* _Stated goal_
Restate all of the data exactly.

* _Given information_
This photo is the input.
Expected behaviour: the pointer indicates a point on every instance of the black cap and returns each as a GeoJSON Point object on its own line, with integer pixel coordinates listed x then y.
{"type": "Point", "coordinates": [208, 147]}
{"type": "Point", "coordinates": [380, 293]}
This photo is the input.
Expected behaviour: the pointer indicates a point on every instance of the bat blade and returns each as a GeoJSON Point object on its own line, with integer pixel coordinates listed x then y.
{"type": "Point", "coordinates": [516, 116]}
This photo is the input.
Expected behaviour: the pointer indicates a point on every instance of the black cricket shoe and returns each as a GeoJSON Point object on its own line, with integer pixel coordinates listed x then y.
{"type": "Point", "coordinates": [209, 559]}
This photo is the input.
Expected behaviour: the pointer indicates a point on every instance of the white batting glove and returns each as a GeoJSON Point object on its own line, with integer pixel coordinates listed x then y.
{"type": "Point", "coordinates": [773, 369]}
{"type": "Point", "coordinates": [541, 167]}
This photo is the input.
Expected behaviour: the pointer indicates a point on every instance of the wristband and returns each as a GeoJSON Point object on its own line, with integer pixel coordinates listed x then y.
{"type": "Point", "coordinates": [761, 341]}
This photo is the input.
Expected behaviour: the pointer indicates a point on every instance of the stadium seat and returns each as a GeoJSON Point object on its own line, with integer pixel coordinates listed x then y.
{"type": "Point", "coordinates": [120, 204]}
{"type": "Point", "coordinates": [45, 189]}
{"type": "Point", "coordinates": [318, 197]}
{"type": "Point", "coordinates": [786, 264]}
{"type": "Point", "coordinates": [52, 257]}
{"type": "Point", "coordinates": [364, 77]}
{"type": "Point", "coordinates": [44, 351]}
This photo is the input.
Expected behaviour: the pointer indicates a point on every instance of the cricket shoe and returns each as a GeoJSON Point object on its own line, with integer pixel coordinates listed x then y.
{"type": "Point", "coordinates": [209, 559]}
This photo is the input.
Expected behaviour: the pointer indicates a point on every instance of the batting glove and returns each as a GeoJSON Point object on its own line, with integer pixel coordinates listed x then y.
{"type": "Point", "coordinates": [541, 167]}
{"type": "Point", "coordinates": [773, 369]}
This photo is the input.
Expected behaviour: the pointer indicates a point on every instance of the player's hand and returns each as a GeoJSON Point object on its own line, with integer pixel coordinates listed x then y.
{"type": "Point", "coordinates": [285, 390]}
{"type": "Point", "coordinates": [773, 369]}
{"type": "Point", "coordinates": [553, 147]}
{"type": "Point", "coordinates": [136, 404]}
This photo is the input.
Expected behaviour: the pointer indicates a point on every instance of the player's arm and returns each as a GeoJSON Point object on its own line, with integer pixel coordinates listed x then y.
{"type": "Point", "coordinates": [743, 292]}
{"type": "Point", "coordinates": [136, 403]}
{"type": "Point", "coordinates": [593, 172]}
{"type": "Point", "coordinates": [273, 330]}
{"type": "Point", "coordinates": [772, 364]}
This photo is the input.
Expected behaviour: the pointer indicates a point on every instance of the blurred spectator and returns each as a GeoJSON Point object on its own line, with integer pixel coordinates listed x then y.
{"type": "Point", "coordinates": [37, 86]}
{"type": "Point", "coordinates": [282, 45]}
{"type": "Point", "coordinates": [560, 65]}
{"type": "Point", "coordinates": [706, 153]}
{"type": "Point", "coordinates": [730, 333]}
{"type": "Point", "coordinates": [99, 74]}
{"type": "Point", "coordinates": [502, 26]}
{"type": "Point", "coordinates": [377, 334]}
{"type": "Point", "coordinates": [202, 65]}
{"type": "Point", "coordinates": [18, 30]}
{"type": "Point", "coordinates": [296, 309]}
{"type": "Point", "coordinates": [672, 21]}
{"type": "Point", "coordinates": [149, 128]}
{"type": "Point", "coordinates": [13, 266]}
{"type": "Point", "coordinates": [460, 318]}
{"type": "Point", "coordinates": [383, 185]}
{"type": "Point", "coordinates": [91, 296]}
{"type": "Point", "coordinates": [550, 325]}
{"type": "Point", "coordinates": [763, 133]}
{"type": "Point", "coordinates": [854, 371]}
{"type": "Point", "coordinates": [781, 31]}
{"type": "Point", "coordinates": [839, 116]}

* _Output_
This photo is the input.
Expected behaviour: the pointer indicates a point on every instance of the black cap and returns each as a GeoJSON Point object on its own line, with integer pixel coordinates listed x then y.
{"type": "Point", "coordinates": [208, 147]}
{"type": "Point", "coordinates": [380, 293]}
This photo is the input.
Expected behaviour: the pointer indicates a point on every instance of the bat blade and returns each as a GeoJSON Point object on its own line, with integer pixel coordinates listed x then y.
{"type": "Point", "coordinates": [516, 116]}
This photo is the input.
Expected behaviour: the pointer indicates a point on every instance of the black cricket shoe and returns each as a GeoJSON Point object on its own line, with integer pixel coordinates listed x then y.
{"type": "Point", "coordinates": [209, 559]}
This photo is the input.
Expected behaviour: the pointer indicates a point on every instance of the white batting glove and returns each as a GeoJSON Point object on its own line, with integer pixel coordinates listed x then y.
{"type": "Point", "coordinates": [773, 369]}
{"type": "Point", "coordinates": [541, 167]}
This photo is the input.
Expected behaviour: the pointer indicates a point on every instance of the wristband and returns each as a GeoJSON Point object on its own line, with integer pixel coordinates listed x then y.
{"type": "Point", "coordinates": [761, 341]}
This photo is the input.
Expected behaviour: the pointer indicates a point on every instance of the stadium seat and returns each as a GeoJSON Point object on its own line, with integer pixel coordinates listed x then y.
{"type": "Point", "coordinates": [120, 204]}
{"type": "Point", "coordinates": [45, 189]}
{"type": "Point", "coordinates": [318, 197]}
{"type": "Point", "coordinates": [786, 264]}
{"type": "Point", "coordinates": [52, 257]}
{"type": "Point", "coordinates": [364, 77]}
{"type": "Point", "coordinates": [44, 351]}
This photo is the input.
Expected behaviour: the pointer indicates a point on every instance of the cricket shoe and returns each as a GeoJSON Point object on its own line, with integer pixel coordinates listed x then y.
{"type": "Point", "coordinates": [209, 559]}
This photo is the input.
Expected behaviour: the pointer indicates a point on every instance of the batting glove and returns each as a GeoJSON Point object on its own line, with integer pixel coordinates listed x then y.
{"type": "Point", "coordinates": [541, 167]}
{"type": "Point", "coordinates": [773, 369]}
This photo is the input.
Expected behaviour: the pointer indicates a point on every instance of the player's hand and returns each as a GeoJSON Point object on its own line, with integer pixel coordinates listed x then y.
{"type": "Point", "coordinates": [285, 390]}
{"type": "Point", "coordinates": [773, 369]}
{"type": "Point", "coordinates": [553, 147]}
{"type": "Point", "coordinates": [136, 404]}
This photo is the input.
Expected behaviour: the pointer indicates a point on every instance of the player's arm and returns each as a GeoJSON Point object on its own line, with integer pixel coordinates listed x then y.
{"type": "Point", "coordinates": [743, 292]}
{"type": "Point", "coordinates": [136, 403]}
{"type": "Point", "coordinates": [593, 172]}
{"type": "Point", "coordinates": [273, 330]}
{"type": "Point", "coordinates": [772, 364]}
This photo is the input.
Expected behaviour: the pointer indicates a point on every instance of the blurred spectator and returns each as a GeoJSON Point object on its own line, with integer pixel coordinates listed x then y.
{"type": "Point", "coordinates": [37, 86]}
{"type": "Point", "coordinates": [282, 45]}
{"type": "Point", "coordinates": [560, 65]}
{"type": "Point", "coordinates": [706, 153]}
{"type": "Point", "coordinates": [730, 333]}
{"type": "Point", "coordinates": [99, 74]}
{"type": "Point", "coordinates": [502, 26]}
{"type": "Point", "coordinates": [377, 334]}
{"type": "Point", "coordinates": [202, 65]}
{"type": "Point", "coordinates": [18, 30]}
{"type": "Point", "coordinates": [296, 309]}
{"type": "Point", "coordinates": [672, 21]}
{"type": "Point", "coordinates": [149, 128]}
{"type": "Point", "coordinates": [13, 266]}
{"type": "Point", "coordinates": [460, 318]}
{"type": "Point", "coordinates": [383, 185]}
{"type": "Point", "coordinates": [91, 296]}
{"type": "Point", "coordinates": [550, 325]}
{"type": "Point", "coordinates": [763, 133]}
{"type": "Point", "coordinates": [854, 371]}
{"type": "Point", "coordinates": [781, 31]}
{"type": "Point", "coordinates": [839, 116]}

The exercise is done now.